STATED PROBLEM -> Report each line of the items below that contains the string "player", copying every such line in full.

(Saved entries)
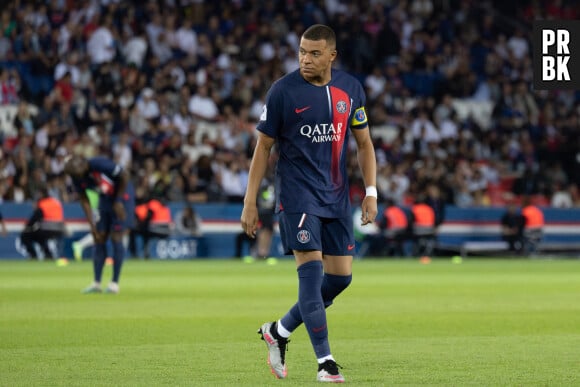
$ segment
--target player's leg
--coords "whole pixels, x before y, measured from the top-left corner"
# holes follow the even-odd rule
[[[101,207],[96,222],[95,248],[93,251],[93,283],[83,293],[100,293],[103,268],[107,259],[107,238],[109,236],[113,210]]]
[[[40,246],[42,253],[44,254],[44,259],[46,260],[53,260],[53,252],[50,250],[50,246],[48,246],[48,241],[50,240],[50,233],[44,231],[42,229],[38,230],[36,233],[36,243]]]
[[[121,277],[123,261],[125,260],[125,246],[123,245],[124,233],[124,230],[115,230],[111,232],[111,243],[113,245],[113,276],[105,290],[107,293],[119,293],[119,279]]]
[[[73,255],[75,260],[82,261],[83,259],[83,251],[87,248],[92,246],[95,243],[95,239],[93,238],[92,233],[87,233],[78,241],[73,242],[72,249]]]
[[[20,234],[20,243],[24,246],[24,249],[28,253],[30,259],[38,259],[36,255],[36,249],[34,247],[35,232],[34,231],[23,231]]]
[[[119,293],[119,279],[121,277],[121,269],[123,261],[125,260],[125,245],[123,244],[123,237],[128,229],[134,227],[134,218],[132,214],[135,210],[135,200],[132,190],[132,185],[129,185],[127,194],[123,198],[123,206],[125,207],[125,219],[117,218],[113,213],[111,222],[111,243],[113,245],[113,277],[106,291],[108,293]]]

---

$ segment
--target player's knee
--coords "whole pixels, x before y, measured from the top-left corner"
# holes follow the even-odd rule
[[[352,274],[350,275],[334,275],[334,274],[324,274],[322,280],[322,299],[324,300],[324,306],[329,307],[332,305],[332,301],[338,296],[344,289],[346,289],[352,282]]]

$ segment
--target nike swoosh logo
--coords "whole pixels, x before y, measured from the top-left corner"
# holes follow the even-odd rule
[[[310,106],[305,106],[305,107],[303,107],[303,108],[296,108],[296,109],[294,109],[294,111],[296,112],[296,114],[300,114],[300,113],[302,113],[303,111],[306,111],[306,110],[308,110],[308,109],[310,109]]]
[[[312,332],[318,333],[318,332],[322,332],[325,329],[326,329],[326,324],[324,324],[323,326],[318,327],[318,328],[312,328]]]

...

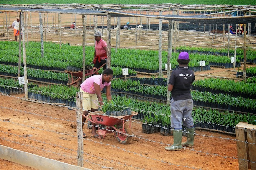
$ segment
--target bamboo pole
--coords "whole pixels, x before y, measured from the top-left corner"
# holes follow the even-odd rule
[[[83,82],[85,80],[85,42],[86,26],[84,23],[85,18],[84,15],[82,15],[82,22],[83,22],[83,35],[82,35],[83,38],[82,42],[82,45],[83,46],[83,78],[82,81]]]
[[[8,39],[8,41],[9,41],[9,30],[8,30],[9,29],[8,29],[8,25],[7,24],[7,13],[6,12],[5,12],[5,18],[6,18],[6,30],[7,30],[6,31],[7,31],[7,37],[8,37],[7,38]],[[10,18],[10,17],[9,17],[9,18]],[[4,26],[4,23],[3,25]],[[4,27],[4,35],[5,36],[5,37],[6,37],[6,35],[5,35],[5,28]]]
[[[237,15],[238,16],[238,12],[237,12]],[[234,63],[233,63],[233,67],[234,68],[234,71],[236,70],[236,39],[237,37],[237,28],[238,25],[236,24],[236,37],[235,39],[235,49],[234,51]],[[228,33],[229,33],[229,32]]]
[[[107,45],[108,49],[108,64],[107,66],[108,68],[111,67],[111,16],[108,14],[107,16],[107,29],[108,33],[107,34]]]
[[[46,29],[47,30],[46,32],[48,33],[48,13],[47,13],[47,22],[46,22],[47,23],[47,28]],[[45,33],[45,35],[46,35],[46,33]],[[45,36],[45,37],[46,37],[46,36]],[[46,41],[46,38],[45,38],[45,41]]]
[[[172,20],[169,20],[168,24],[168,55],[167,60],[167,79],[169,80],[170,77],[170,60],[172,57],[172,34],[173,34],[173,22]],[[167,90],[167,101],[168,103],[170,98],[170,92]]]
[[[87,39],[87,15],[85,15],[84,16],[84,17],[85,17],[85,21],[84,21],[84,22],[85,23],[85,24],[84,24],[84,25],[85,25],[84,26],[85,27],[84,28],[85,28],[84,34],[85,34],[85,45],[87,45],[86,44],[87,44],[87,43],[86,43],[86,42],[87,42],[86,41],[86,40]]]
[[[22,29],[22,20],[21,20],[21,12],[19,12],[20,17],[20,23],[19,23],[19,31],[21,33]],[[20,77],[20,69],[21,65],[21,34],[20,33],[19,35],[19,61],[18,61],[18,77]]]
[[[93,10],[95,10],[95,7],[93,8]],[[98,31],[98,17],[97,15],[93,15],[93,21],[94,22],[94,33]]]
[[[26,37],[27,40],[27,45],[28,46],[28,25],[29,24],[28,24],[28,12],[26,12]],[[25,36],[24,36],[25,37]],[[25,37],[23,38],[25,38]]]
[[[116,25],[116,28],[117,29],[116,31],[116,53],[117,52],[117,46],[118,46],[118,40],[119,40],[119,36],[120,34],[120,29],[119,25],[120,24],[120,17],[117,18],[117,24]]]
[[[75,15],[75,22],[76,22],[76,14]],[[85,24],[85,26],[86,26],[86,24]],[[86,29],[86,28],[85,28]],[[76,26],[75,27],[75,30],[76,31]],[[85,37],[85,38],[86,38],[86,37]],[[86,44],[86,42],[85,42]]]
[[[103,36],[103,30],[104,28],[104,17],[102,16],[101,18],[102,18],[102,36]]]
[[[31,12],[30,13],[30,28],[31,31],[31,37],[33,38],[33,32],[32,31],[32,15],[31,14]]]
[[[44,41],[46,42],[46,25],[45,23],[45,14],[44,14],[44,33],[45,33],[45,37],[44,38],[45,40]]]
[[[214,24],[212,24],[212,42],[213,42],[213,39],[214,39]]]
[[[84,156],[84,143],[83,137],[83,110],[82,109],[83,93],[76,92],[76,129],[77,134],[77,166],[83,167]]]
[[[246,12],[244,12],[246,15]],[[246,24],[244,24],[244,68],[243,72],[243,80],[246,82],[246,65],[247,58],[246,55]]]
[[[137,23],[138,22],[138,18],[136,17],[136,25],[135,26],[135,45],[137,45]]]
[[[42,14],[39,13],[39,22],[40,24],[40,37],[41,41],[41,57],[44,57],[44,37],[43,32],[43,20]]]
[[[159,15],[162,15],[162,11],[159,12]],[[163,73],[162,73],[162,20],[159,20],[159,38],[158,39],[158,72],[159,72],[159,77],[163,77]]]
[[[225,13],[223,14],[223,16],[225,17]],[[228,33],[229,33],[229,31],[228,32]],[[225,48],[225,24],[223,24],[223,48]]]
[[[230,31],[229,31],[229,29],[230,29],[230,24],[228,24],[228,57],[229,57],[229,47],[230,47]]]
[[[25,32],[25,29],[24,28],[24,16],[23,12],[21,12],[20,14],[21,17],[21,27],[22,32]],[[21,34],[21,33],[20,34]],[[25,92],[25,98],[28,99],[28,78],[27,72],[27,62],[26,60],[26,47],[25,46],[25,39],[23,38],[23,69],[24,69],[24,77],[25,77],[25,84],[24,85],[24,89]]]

EXERCISE RESULT ->
--target player's leg
--target player's knee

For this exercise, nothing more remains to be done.